▸ **Input records**
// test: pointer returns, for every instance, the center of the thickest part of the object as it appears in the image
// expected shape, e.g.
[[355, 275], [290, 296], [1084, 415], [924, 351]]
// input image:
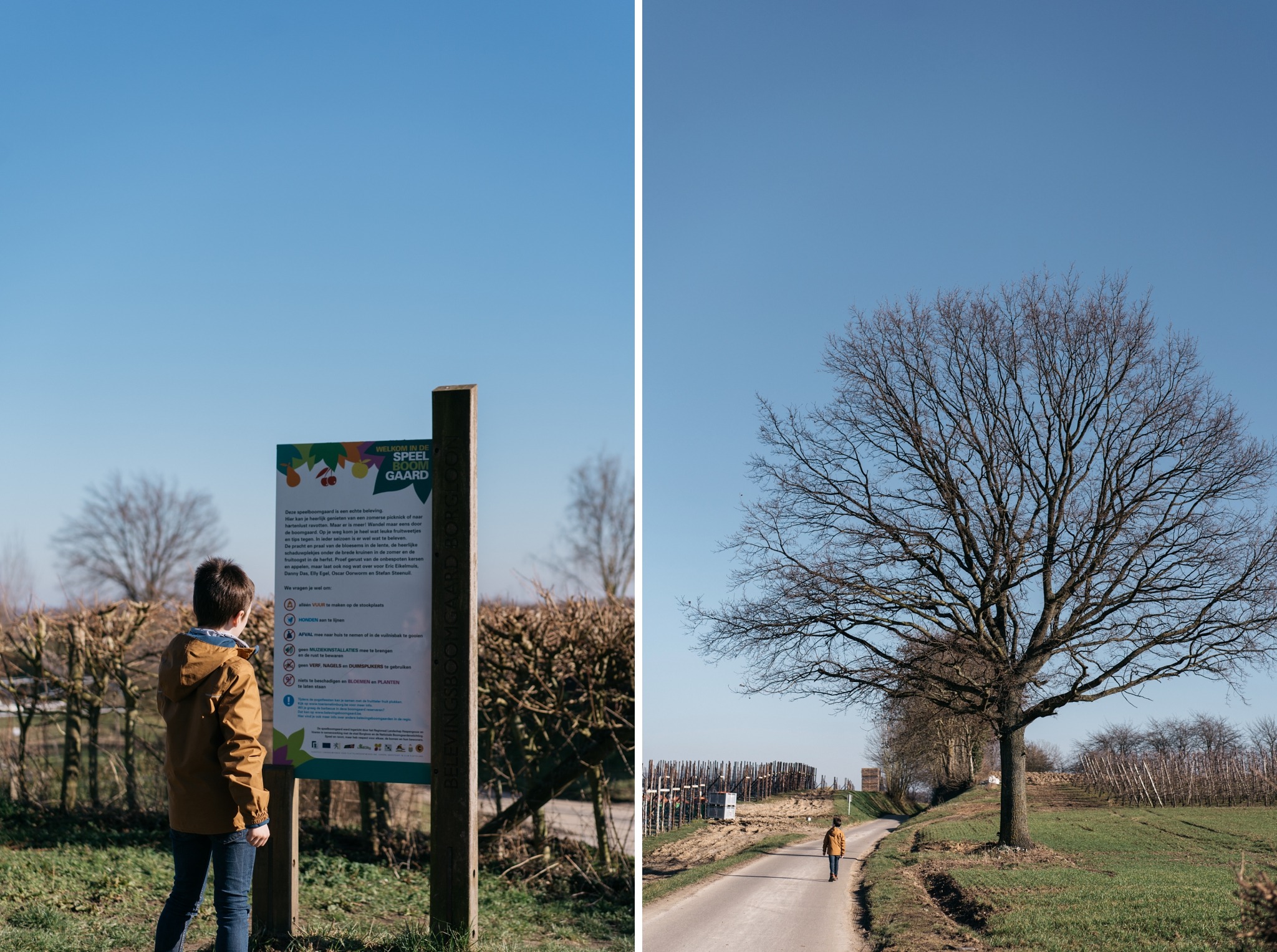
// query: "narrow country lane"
[[779, 903]]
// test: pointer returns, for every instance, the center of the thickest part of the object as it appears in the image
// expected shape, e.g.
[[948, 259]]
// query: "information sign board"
[[353, 610]]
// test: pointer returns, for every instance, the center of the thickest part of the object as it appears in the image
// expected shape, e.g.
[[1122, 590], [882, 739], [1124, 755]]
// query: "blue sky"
[[230, 226], [806, 157]]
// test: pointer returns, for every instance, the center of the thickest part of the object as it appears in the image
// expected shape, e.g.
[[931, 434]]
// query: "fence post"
[[275, 869]]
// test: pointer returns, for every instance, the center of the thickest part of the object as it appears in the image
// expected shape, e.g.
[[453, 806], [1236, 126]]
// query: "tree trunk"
[[72, 736], [95, 719], [129, 731], [541, 834], [326, 804], [23, 731], [373, 814], [599, 796], [1016, 812]]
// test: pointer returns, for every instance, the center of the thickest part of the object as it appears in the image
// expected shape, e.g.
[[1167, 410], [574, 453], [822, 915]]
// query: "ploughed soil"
[[787, 813]]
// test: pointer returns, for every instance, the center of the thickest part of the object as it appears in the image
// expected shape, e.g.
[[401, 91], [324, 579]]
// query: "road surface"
[[778, 904]]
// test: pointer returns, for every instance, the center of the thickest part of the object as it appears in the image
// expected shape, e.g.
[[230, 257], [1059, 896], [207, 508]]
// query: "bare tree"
[[1014, 502], [140, 536], [917, 743], [599, 534], [1169, 736], [1043, 756], [1263, 736]]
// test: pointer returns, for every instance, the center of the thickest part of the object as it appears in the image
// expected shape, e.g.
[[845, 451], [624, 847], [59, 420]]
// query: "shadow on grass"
[[34, 827]]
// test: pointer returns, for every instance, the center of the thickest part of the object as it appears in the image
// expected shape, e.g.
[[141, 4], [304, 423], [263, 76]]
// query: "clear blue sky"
[[225, 226], [805, 157]]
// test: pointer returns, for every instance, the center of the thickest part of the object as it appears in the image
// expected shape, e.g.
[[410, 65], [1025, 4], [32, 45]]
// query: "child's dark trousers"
[[233, 878]]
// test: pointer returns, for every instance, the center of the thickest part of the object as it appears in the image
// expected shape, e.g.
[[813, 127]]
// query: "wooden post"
[[275, 869], [455, 668]]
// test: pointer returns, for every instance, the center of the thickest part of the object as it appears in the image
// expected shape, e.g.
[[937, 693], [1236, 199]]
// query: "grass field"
[[1100, 878], [69, 887]]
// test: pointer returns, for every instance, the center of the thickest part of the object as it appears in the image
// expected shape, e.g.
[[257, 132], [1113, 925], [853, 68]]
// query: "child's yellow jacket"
[[212, 754], [834, 841]]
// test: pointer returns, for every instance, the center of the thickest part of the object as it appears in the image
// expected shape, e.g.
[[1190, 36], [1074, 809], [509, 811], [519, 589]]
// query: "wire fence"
[[675, 792], [1230, 779]]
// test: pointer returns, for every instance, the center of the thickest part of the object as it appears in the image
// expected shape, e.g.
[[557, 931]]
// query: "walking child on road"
[[836, 844]]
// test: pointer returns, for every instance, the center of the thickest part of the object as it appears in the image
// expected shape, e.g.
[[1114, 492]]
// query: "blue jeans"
[[233, 878]]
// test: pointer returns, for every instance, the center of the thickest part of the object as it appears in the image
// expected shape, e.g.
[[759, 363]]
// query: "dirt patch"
[[952, 902], [754, 822]]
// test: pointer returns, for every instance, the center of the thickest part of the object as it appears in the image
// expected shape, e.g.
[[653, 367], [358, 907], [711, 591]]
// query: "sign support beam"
[[275, 869], [455, 666]]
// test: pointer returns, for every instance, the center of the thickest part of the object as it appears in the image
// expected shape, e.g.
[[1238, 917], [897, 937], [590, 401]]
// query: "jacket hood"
[[191, 658]]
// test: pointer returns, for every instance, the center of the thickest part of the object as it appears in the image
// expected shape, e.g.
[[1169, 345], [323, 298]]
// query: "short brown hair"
[[223, 590]]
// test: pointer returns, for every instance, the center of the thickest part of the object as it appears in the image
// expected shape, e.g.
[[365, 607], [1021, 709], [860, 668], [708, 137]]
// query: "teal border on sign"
[[375, 771]]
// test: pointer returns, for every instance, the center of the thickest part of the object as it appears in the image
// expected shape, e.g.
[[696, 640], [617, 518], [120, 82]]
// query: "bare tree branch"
[[141, 537], [1014, 502]]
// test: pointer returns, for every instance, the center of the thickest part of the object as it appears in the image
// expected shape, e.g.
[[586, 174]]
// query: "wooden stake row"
[[1183, 780], [673, 792]]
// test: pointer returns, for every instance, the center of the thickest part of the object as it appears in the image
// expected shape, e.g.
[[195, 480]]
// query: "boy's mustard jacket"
[[212, 754], [836, 844]]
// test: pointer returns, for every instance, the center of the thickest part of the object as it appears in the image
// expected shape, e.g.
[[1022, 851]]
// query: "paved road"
[[781, 903]]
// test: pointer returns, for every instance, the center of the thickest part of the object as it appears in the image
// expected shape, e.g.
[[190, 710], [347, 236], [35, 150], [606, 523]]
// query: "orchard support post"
[[454, 668], [275, 869]]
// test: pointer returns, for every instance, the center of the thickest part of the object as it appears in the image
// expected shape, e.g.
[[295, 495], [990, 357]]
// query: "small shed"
[[721, 805]]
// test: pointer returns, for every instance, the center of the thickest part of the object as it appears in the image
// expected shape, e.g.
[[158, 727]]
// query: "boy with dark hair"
[[834, 848], [212, 759]]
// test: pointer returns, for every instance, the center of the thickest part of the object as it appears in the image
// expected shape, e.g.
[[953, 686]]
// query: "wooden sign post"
[[317, 741], [275, 869], [455, 668]]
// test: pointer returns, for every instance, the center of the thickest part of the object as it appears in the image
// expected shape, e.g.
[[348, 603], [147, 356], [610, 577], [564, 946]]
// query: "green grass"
[[687, 877], [1120, 878], [64, 896]]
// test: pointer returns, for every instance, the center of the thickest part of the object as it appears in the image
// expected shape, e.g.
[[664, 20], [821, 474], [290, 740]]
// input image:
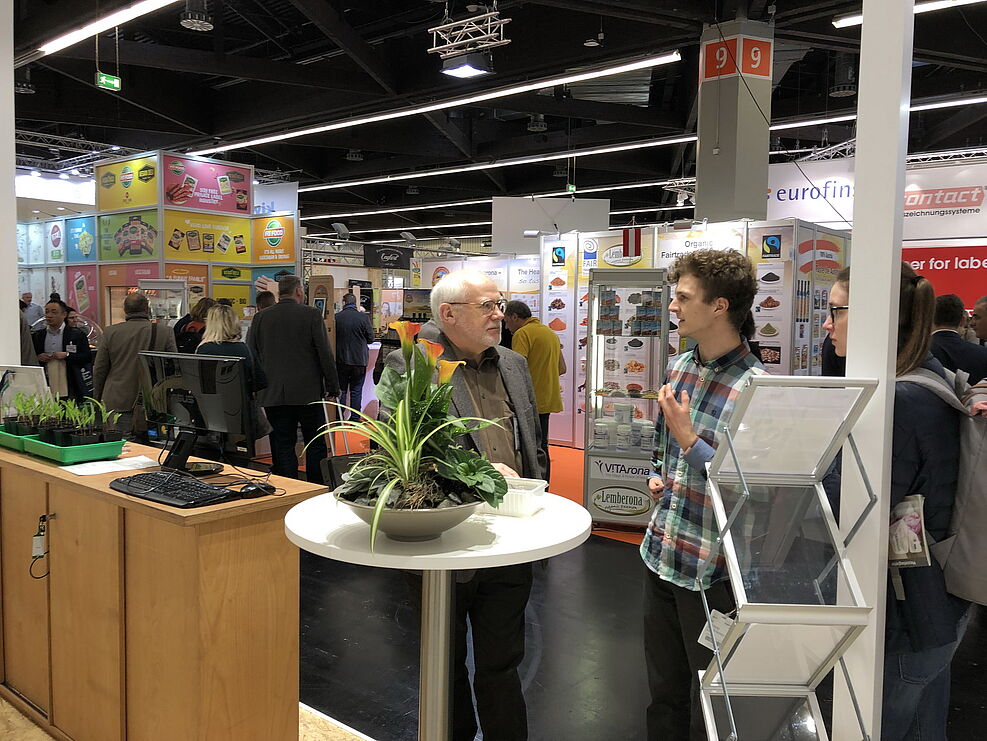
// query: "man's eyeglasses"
[[488, 307], [834, 309]]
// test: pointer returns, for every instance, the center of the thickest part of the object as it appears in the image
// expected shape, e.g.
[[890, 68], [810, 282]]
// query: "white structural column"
[[9, 317], [882, 138]]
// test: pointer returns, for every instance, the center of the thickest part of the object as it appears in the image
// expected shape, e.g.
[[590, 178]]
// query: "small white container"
[[523, 498]]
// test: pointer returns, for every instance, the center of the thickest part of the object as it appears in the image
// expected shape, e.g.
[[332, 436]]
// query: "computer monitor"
[[198, 394], [15, 379]]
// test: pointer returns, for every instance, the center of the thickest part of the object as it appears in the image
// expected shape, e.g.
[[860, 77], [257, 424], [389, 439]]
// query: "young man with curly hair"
[[712, 302]]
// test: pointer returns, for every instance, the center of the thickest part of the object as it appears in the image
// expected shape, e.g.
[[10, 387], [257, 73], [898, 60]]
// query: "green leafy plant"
[[417, 462]]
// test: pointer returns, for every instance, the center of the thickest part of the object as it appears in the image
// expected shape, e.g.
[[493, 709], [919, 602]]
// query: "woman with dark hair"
[[64, 353], [924, 622]]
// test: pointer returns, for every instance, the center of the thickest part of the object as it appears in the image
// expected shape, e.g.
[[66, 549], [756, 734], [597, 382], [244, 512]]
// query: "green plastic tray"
[[14, 442], [73, 453]]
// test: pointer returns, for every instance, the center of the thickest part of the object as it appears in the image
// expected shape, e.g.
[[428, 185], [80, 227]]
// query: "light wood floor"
[[15, 727]]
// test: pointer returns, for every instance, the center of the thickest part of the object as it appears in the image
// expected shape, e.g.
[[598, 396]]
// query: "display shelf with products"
[[626, 356]]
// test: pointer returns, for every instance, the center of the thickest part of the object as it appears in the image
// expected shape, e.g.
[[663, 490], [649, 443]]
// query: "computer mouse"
[[257, 489]]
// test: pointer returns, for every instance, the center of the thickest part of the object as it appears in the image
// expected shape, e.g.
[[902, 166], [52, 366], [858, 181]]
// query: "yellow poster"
[[274, 239], [127, 184], [237, 293], [206, 237]]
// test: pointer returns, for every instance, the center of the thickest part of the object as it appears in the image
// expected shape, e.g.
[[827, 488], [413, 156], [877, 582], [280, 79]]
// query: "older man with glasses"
[[494, 383]]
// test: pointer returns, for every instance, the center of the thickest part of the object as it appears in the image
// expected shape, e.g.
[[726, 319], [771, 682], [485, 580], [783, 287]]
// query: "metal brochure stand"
[[799, 607]]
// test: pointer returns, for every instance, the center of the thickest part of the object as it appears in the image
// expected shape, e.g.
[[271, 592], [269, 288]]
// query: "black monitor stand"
[[178, 455]]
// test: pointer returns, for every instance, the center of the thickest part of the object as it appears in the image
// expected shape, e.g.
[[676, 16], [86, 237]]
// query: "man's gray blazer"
[[290, 342], [517, 381]]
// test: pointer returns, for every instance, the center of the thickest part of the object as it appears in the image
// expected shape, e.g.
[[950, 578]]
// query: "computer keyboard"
[[174, 489]]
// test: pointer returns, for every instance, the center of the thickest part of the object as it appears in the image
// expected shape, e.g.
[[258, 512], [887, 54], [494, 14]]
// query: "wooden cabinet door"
[[25, 599], [87, 638]]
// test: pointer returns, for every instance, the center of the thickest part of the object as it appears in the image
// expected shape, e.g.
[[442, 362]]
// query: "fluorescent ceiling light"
[[527, 87], [424, 226], [504, 163], [117, 18], [948, 104], [812, 122], [465, 66], [857, 18], [646, 210]]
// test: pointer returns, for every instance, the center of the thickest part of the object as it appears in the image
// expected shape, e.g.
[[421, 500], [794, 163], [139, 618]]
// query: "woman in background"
[[924, 622], [222, 337]]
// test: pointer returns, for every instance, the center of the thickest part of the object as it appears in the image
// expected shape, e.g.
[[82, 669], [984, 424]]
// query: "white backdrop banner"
[[940, 202]]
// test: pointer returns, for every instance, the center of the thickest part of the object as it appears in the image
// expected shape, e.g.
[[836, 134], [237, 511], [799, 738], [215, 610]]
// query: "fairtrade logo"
[[439, 273], [615, 256], [771, 246], [273, 232], [970, 196], [622, 502]]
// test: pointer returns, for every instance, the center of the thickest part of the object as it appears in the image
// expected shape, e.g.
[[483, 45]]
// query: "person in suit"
[[353, 334], [290, 343], [494, 383], [64, 353], [949, 347], [116, 371]]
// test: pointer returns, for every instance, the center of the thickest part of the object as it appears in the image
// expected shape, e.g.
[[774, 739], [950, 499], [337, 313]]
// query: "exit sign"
[[108, 82]]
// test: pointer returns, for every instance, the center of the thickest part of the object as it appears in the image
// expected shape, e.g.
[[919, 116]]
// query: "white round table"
[[326, 528]]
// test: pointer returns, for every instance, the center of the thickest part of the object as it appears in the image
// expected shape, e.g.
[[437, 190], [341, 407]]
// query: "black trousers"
[[543, 419], [673, 620], [285, 420], [493, 603], [351, 379]]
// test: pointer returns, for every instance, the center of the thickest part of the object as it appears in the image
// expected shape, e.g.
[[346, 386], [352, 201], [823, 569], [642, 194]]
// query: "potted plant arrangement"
[[417, 481]]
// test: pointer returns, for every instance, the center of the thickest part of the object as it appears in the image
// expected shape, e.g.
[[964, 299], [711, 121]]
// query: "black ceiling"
[[272, 65]]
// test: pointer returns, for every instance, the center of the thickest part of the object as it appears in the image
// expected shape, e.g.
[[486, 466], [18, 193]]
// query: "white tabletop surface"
[[322, 526]]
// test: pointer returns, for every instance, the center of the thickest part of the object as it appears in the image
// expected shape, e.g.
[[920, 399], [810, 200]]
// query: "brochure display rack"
[[799, 607]]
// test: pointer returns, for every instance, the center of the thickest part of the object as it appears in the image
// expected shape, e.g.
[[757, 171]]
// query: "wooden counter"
[[153, 623]]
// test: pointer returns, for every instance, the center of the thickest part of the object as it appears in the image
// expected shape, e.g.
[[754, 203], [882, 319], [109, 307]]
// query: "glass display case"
[[799, 607], [627, 352]]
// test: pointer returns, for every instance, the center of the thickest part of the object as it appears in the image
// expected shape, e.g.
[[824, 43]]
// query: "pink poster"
[[81, 290], [137, 272], [211, 186]]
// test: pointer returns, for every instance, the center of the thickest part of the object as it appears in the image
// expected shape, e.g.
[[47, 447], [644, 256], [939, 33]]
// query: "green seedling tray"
[[15, 442], [73, 453]]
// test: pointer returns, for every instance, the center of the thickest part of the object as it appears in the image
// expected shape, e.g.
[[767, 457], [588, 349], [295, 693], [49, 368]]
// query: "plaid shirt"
[[683, 526]]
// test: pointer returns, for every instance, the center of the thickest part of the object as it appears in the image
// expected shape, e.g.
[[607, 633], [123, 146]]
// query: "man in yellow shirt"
[[541, 348]]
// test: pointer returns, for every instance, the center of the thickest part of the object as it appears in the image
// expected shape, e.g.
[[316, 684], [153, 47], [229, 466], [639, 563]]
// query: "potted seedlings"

▸ **Problem**
Please edit the data from its start through the line containing "[[34, 827]]", changing "ploughed soil" to "plowed soil" and leaving everything else unchanged. Leave the pictures out of your answer.

▸ **Written reply**
// test: pointer returns, for every instance, the center of the thickest part of the object as it appears in the image
// expected shape, e.g.
[[355, 275], [290, 296], [1084, 415], [924, 351]]
// input image:
// query: "narrow country lane"
[[779, 903]]
// test: pointer returns, for every instance, the center of the thickest part of the object as it appears in the image
// expected shape, e.g.
[[948, 259]]
// query: "information sign board"
[[353, 610]]
// test: pointer returns, for every instance, the center of the thickest part of the object as it appears in the image
// expected shape, e.g.
[[1122, 590], [882, 739], [1124, 755]]
// query: "blue sky"
[[230, 226], [806, 157]]
// test: pointer returns, for every instance, the center of the thickest part of the object as it appears in the image
// expected shape, e.g.
[[931, 434]]
// query: "fence post"
[[275, 869]]
// test: pointer returns, for every instance, the center of the thickest part of the object as it appears in the image
// expected shape, e.g.
[[453, 806], [1236, 126]]
// query: "tree trunk"
[[72, 736], [95, 719], [129, 731], [541, 834], [326, 804], [23, 731], [373, 814], [599, 796], [1016, 812]]
// test: pointer returns, for every instance, the center of the thickest part of the object as it appears in the image
// expected shape, e.g.
[[1167, 410], [574, 453], [822, 915]]
// query: "plowed soil"
[[787, 813]]
// test: pointer returns, for every instance, the center of the thickest part of the object as it appears in the image
// expected shape, e.g.
[[401, 91], [324, 579]]
// query: "road surface"
[[778, 904]]
// test: pointer returns, for every instance, the center of the thickest part of the object as it appears in the image
// expected shape, e.g.
[[230, 257], [1059, 896], [207, 508]]
// query: "bare tree"
[[1014, 502], [140, 536], [917, 743], [599, 534], [1169, 736], [1043, 756], [1263, 736]]
// test: pointer returns, for every instance, the center of the thickest part of the object as it appears in the image
// expected shape, e.g.
[[845, 451], [624, 847], [59, 420]]
// query: "shadow on grass"
[[34, 827]]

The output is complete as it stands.